● **EXERCISE INSTRUCTIONS**
In full and without alteration, output each record given here.

SUPPLIED MATERIAL Start Marker

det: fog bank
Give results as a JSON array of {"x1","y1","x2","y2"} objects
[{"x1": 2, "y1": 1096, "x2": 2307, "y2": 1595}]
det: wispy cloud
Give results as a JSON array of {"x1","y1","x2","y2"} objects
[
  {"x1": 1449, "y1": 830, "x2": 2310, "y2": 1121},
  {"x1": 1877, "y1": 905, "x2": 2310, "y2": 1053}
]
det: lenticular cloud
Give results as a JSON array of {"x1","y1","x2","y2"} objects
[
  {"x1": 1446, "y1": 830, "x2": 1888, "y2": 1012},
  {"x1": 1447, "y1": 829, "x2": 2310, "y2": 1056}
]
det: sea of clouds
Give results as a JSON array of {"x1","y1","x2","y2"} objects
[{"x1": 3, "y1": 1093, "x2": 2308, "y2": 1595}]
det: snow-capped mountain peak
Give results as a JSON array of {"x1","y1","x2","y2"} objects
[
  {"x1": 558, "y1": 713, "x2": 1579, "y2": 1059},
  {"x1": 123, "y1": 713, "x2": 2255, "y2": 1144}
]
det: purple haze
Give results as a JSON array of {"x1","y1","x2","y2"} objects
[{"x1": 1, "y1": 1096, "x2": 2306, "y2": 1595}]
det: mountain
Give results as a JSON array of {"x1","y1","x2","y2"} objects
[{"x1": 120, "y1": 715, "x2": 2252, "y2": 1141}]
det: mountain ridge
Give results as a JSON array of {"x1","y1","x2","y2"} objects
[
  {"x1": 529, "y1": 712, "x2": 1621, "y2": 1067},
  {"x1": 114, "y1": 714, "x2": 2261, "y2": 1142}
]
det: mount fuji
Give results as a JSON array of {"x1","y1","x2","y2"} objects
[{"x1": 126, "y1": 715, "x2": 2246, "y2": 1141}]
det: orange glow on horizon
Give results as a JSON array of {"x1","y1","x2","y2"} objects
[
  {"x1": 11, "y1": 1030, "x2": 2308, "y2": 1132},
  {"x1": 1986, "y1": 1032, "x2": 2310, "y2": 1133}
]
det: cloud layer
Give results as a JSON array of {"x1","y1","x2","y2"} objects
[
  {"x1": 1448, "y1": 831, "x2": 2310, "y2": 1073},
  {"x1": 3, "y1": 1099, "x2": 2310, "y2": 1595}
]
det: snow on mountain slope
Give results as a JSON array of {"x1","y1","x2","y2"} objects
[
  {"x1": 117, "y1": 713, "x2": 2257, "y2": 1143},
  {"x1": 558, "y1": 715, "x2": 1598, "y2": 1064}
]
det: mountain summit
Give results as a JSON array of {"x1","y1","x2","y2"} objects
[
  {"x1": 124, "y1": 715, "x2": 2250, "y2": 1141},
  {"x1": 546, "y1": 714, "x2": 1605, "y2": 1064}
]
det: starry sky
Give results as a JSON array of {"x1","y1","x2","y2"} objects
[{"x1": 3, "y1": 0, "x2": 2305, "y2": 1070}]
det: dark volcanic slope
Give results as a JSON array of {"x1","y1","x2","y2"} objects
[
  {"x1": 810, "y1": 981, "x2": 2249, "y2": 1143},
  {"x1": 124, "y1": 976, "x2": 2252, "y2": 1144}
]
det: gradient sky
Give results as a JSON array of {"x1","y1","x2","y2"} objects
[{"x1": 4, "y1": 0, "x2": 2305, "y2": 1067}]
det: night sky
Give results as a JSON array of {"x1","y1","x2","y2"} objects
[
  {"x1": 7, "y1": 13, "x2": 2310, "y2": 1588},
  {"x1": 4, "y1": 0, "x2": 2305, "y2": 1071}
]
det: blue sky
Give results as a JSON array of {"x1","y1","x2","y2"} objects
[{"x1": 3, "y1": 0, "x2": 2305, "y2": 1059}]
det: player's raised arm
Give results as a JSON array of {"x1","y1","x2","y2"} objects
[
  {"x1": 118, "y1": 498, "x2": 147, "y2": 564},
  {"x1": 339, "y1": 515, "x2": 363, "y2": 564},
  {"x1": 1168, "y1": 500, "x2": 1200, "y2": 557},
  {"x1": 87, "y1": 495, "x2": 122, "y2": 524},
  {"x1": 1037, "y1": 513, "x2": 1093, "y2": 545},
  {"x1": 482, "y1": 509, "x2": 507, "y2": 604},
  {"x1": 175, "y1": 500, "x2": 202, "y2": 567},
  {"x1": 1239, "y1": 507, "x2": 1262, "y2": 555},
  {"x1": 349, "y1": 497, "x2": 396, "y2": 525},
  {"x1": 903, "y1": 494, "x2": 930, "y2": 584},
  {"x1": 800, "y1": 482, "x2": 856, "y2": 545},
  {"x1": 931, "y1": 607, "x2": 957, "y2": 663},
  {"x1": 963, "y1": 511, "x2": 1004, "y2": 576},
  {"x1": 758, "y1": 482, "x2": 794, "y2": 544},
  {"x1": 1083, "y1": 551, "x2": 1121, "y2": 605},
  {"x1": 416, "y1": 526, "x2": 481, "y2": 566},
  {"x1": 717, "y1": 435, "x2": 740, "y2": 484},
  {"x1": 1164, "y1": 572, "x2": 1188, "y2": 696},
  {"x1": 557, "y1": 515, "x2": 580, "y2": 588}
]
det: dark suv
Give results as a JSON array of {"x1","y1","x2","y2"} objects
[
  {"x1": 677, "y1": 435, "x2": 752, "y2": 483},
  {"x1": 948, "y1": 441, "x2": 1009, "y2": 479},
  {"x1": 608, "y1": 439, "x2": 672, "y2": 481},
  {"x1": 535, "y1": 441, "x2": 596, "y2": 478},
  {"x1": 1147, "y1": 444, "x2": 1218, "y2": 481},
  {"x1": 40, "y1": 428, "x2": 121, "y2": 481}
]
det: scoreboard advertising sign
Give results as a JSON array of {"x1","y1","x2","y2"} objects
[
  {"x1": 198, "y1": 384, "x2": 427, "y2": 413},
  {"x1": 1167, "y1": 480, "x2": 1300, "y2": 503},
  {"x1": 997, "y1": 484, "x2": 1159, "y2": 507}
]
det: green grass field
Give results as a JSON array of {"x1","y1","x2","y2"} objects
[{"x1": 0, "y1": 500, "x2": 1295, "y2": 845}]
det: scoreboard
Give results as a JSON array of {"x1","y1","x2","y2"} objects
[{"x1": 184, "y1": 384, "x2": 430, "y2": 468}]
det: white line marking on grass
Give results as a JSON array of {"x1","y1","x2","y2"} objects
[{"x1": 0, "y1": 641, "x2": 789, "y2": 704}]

SUPPLIED MATERIAL End Marker

● **RESPONSE**
det: fog bank
Give results as a JSON array of {"x1","y1","x2","y2"} objects
[{"x1": 2, "y1": 1096, "x2": 2307, "y2": 1595}]
det: wispy cloud
Give results as a JSON array of {"x1","y1","x2","y2"} objects
[
  {"x1": 1449, "y1": 830, "x2": 2310, "y2": 1121},
  {"x1": 1877, "y1": 905, "x2": 2310, "y2": 1053}
]
det: lenticular cloud
Give results as a JSON array of {"x1","y1","x2","y2"} objects
[
  {"x1": 1446, "y1": 830, "x2": 1888, "y2": 1012},
  {"x1": 1447, "y1": 829, "x2": 2310, "y2": 1056}
]
det: sea of clouds
Give results as a JSON array of {"x1","y1","x2","y2"} objects
[{"x1": 3, "y1": 1093, "x2": 2308, "y2": 1595}]
det: snow-capped mountain peak
Give results as a JSON array of {"x1","y1","x2","y2"} objects
[
  {"x1": 558, "y1": 713, "x2": 1579, "y2": 1059},
  {"x1": 123, "y1": 713, "x2": 2255, "y2": 1144}
]
det: purple haze
Give results as a JSON array of {"x1","y1","x2","y2"} objects
[{"x1": 1, "y1": 1096, "x2": 2306, "y2": 1595}]
det: mountain
Give results as a JSON array of {"x1","y1","x2","y2"} objects
[{"x1": 120, "y1": 715, "x2": 2252, "y2": 1141}]
det: mountain ridge
Give results as a JSON array of {"x1","y1","x2","y2"} objects
[
  {"x1": 529, "y1": 712, "x2": 1621, "y2": 1067},
  {"x1": 114, "y1": 714, "x2": 2261, "y2": 1142}
]
det: mount fuji
Give results as a JSON array of {"x1","y1","x2","y2"} objects
[{"x1": 126, "y1": 715, "x2": 2246, "y2": 1141}]
det: orange glow on horizon
Give results as a JSON array of {"x1","y1","x2","y2"} objects
[
  {"x1": 11, "y1": 1030, "x2": 2308, "y2": 1132},
  {"x1": 1986, "y1": 1032, "x2": 2310, "y2": 1133}
]
det: cloud layer
Give results as a JSON array of {"x1","y1","x2","y2"} objects
[
  {"x1": 1448, "y1": 831, "x2": 2310, "y2": 1073},
  {"x1": 3, "y1": 1099, "x2": 2310, "y2": 1595}
]
det: snow on mountain slope
Give results as a JSON array of {"x1","y1","x2","y2"} objects
[
  {"x1": 117, "y1": 713, "x2": 2257, "y2": 1143},
  {"x1": 558, "y1": 715, "x2": 1598, "y2": 1064}
]
det: mountain summit
Give results as a JSON array of {"x1","y1","x2","y2"} objects
[
  {"x1": 124, "y1": 715, "x2": 2250, "y2": 1141},
  {"x1": 546, "y1": 714, "x2": 1605, "y2": 1064}
]
det: starry sky
Give results as a JSON array of {"x1","y1","x2","y2"} objects
[{"x1": 3, "y1": 0, "x2": 2305, "y2": 1070}]
det: dark volcanic slope
Give results as a JSON array of {"x1","y1","x2","y2"} objects
[
  {"x1": 810, "y1": 981, "x2": 2249, "y2": 1143},
  {"x1": 124, "y1": 976, "x2": 2252, "y2": 1144}
]
det: gradient sky
Give results as a JSON array of {"x1","y1","x2","y2"} objects
[{"x1": 4, "y1": 0, "x2": 2305, "y2": 1067}]
det: night sky
Give results as a JSON array of {"x1","y1","x2","y2"} objects
[
  {"x1": 7, "y1": 13, "x2": 2310, "y2": 1588},
  {"x1": 4, "y1": 0, "x2": 2305, "y2": 1071}
]
det: blue sky
Give results as a JSON array of {"x1","y1","x2","y2"} objects
[{"x1": 3, "y1": 0, "x2": 2305, "y2": 1059}]
det: player's raised arm
Give results as a JSON array of {"x1","y1","x2","y2"} objects
[
  {"x1": 118, "y1": 498, "x2": 147, "y2": 564},
  {"x1": 339, "y1": 515, "x2": 363, "y2": 564},
  {"x1": 1168, "y1": 500, "x2": 1200, "y2": 557},
  {"x1": 87, "y1": 495, "x2": 122, "y2": 524},
  {"x1": 1037, "y1": 513, "x2": 1093, "y2": 545},
  {"x1": 482, "y1": 509, "x2": 507, "y2": 604},
  {"x1": 175, "y1": 500, "x2": 202, "y2": 567},
  {"x1": 1239, "y1": 507, "x2": 1262, "y2": 555},
  {"x1": 349, "y1": 497, "x2": 396, "y2": 525},
  {"x1": 903, "y1": 494, "x2": 930, "y2": 584},
  {"x1": 800, "y1": 482, "x2": 856, "y2": 545},
  {"x1": 931, "y1": 607, "x2": 957, "y2": 663},
  {"x1": 963, "y1": 511, "x2": 1004, "y2": 576},
  {"x1": 758, "y1": 482, "x2": 794, "y2": 544},
  {"x1": 1083, "y1": 551, "x2": 1121, "y2": 605},
  {"x1": 416, "y1": 526, "x2": 481, "y2": 566},
  {"x1": 717, "y1": 435, "x2": 740, "y2": 484},
  {"x1": 1164, "y1": 572, "x2": 1188, "y2": 696},
  {"x1": 557, "y1": 515, "x2": 580, "y2": 588}
]
det: dark suv
Give results as a JSON array of {"x1","y1","x2","y2"} objects
[
  {"x1": 677, "y1": 435, "x2": 752, "y2": 483},
  {"x1": 948, "y1": 441, "x2": 1009, "y2": 479},
  {"x1": 608, "y1": 439, "x2": 672, "y2": 481},
  {"x1": 535, "y1": 441, "x2": 596, "y2": 478},
  {"x1": 1147, "y1": 444, "x2": 1218, "y2": 481},
  {"x1": 40, "y1": 428, "x2": 121, "y2": 481}
]
det: scoreboard advertising sign
Give results as a JSON array of {"x1","y1","x2","y2"} objects
[
  {"x1": 198, "y1": 384, "x2": 427, "y2": 413},
  {"x1": 1167, "y1": 480, "x2": 1300, "y2": 503},
  {"x1": 997, "y1": 484, "x2": 1159, "y2": 507}
]
det: green grass field
Give results as a JSON array of {"x1","y1","x2","y2"} objects
[{"x1": 0, "y1": 500, "x2": 1295, "y2": 845}]
det: scoreboard
Give results as a JSON array of {"x1","y1","x2","y2"} objects
[{"x1": 184, "y1": 384, "x2": 430, "y2": 468}]
det: white line marking on grass
Give results as a JSON array of {"x1","y1","x2","y2"} objects
[{"x1": 0, "y1": 641, "x2": 789, "y2": 704}]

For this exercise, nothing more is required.